━━ Record set
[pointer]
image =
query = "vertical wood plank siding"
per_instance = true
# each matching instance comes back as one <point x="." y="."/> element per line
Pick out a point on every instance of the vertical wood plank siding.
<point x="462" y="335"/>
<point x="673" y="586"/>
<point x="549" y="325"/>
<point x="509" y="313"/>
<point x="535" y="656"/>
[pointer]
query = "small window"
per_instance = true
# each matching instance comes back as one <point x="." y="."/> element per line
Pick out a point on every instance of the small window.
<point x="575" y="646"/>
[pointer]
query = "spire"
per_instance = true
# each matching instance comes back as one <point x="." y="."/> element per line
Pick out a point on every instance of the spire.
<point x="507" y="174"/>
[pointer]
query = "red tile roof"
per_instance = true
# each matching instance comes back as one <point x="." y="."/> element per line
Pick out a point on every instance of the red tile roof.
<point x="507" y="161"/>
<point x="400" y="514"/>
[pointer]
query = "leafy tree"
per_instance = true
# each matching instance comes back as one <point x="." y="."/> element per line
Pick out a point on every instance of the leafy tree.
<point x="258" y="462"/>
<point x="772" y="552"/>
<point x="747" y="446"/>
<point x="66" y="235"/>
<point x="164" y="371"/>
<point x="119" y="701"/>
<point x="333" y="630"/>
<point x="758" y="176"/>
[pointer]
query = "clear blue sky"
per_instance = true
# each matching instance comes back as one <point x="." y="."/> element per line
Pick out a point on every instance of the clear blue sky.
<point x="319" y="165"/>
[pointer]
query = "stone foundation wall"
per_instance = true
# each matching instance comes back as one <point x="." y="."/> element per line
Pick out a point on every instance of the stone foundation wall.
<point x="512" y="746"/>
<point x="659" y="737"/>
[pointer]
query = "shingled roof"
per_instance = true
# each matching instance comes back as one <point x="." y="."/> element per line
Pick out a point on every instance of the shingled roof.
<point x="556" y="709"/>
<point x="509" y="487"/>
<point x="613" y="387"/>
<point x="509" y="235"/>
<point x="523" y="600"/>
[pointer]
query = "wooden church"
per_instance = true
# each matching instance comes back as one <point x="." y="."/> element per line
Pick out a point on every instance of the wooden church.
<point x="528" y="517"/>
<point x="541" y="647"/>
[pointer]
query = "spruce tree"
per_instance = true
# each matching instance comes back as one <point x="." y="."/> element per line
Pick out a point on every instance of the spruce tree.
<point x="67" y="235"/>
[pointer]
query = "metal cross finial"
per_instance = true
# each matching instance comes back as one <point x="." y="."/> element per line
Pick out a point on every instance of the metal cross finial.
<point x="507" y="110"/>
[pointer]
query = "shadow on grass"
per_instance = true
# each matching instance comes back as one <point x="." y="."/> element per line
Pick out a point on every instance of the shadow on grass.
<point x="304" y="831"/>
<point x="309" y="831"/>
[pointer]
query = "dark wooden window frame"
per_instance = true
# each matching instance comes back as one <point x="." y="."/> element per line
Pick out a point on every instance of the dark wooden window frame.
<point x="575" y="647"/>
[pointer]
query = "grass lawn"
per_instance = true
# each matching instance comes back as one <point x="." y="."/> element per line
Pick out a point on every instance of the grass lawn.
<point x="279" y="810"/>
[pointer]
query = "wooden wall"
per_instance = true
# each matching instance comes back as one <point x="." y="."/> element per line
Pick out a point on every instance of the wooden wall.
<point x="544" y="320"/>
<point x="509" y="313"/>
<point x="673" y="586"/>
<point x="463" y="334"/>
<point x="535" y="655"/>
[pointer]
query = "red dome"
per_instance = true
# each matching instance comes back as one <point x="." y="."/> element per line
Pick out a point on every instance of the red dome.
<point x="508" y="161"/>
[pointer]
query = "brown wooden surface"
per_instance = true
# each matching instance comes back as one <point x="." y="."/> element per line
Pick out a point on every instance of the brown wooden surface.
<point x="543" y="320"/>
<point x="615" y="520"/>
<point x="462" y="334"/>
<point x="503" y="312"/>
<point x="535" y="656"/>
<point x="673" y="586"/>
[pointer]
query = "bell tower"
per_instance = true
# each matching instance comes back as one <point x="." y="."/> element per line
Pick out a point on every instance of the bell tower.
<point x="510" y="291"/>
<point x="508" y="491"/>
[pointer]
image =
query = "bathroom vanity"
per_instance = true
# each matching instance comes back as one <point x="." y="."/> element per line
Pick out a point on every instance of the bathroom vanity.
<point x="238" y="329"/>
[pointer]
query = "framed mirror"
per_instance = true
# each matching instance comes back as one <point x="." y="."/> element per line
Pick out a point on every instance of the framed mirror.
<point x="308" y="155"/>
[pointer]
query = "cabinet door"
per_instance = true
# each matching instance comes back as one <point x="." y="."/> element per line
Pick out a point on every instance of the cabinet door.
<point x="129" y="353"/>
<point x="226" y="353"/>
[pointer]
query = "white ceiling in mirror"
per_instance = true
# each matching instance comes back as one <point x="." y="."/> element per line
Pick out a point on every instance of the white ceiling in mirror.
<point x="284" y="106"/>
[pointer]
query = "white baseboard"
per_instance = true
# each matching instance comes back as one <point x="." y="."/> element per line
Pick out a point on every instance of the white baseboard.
━━━━
- Set problem -
Go through the records above and set each one down exactly, please.

- Solution to the problem -
[pointer]
image =
query = "vertical wood plank siding"
per_instance = true
# each matching instance comes back as one <point x="." y="."/> element per line
Pick out a point on every instance of the vertical wood plank siding.
<point x="462" y="335"/>
<point x="673" y="586"/>
<point x="549" y="325"/>
<point x="509" y="313"/>
<point x="535" y="656"/>
[pointer]
query = "small window"
per_instance = true
# each matching instance comes back as one <point x="." y="."/> element per line
Pick out a point on every instance of the small window.
<point x="575" y="646"/>
[pointer]
query = "spire"
per_instance = true
# each matching instance comes back as one <point x="." y="."/> element per line
Pick out a point on every instance of the spire.
<point x="507" y="174"/>
[pointer]
query = "red tile roof"
per_instance = true
# each matching instance comes back as one <point x="." y="."/> element per line
Pick out a point on every instance of the red tile roof.
<point x="507" y="161"/>
<point x="400" y="514"/>
[pointer]
query = "leafy tree"
per_instance = true
# each matching instance comes back as one <point x="." y="."/> element per line
Pick out a point on every instance of the leafy tree.
<point x="258" y="462"/>
<point x="772" y="552"/>
<point x="747" y="446"/>
<point x="66" y="235"/>
<point x="164" y="371"/>
<point x="119" y="701"/>
<point x="333" y="630"/>
<point x="758" y="176"/>
[pointer]
query = "clear blue sky"
per_instance = true
# each matching instance comes back as one <point x="." y="."/> element per line
Pick out a point on every instance of the clear blue sky.
<point x="319" y="165"/>
[pointer]
query = "stone foundation wall"
per_instance = true
# each matching instance comes back as one <point x="." y="."/> element per line
Pick out a point on every instance of the stone foundation wall.
<point x="512" y="746"/>
<point x="659" y="737"/>
[pointer]
query = "shingled roof"
per_instance = true
# each matching instance comes back as one <point x="." y="."/> element per line
Pick out a point on every instance of the shingled roof.
<point x="556" y="709"/>
<point x="509" y="487"/>
<point x="613" y="387"/>
<point x="509" y="235"/>
<point x="523" y="600"/>
[pointer]
query = "wooden church"
per_instance = true
# each matching instance comes back as one <point x="." y="."/> element per line
Pick out a point on every instance of the wooden church.
<point x="528" y="517"/>
<point x="541" y="647"/>
[pointer]
query = "spruce tree"
per_instance = true
# each matching instance comes back as one <point x="." y="."/> element per line
Pick out a point on every instance of the spruce tree.
<point x="67" y="235"/>
[pointer]
query = "metal cross finial"
per_instance = true
# each matching instance comes back as one <point x="." y="."/> element per line
Pick out a point on every instance of the metal cross finial.
<point x="507" y="110"/>
[pointer]
query = "shadow on grass"
per_instance = true
# each matching instance comes back as one <point x="." y="."/> element per line
Pick out a point on every instance of the shadow on grass.
<point x="304" y="831"/>
<point x="309" y="831"/>
[pointer]
query = "dark wooden window frame"
per_instance = true
# each matching instance comes back as one <point x="." y="."/> element per line
Pick out a point on every instance of the dark wooden window frame.
<point x="575" y="647"/>
[pointer]
query = "grass lawn"
per_instance = true
# each matching instance comes back as one <point x="." y="."/> element per line
Pick out a point on every instance of the grass lawn.
<point x="279" y="810"/>
[pointer]
query = "wooden wall"
per_instance = true
# each matching instance comes back as one <point x="." y="."/> element per line
Pick out a point on every instance of the wooden wall.
<point x="544" y="320"/>
<point x="509" y="313"/>
<point x="673" y="586"/>
<point x="463" y="334"/>
<point x="535" y="655"/>
[pointer]
query = "red dome"
per_instance = true
# each matching instance comes back as one <point x="." y="."/> element per line
Pick out a point on every instance of the red dome.
<point x="508" y="161"/>
[pointer]
query = "brown wooden surface"
per_instance = true
# each matching instance comes back as one <point x="." y="."/> element per line
Pick out a point on every instance of the brown wooden surface.
<point x="543" y="320"/>
<point x="615" y="520"/>
<point x="462" y="334"/>
<point x="503" y="312"/>
<point x="535" y="656"/>
<point x="673" y="586"/>
[pointer]
query = "bell tower"
per_instance = true
# each matching instance comes back as one <point x="." y="."/> element per line
Pick out a point on every instance of the bell tower.
<point x="510" y="291"/>
<point x="508" y="491"/>
[pointer]
image =
query = "bathroom vanity"
per_instance = true
# each matching instance comes back as one <point x="." y="."/> element per line
Pick out a point on every instance of the bathroom vanity.
<point x="238" y="329"/>
[pointer]
query = "framed mirror"
per_instance = true
# each matching instance comes back as one <point x="." y="."/> element per line
Pick out a point on every instance of the framed mirror.
<point x="308" y="155"/>
[pointer]
query = "cabinet door"
per_instance = true
# each matching instance comes back as one <point x="." y="."/> element per line
Pick out a point on every instance of the cabinet door.
<point x="129" y="353"/>
<point x="226" y="353"/>
[pointer]
query = "white ceiling in mirror"
per_instance = true
# each matching instance comes back as one <point x="." y="."/> element per line
Pick out a point on every instance of the white ceiling in mirror.
<point x="284" y="106"/>
[pointer]
query = "white baseboard"
per_instance = true
# each matching instance comes back as one <point x="." y="."/> element per line
Pick out a point on every instance of the white baseboard.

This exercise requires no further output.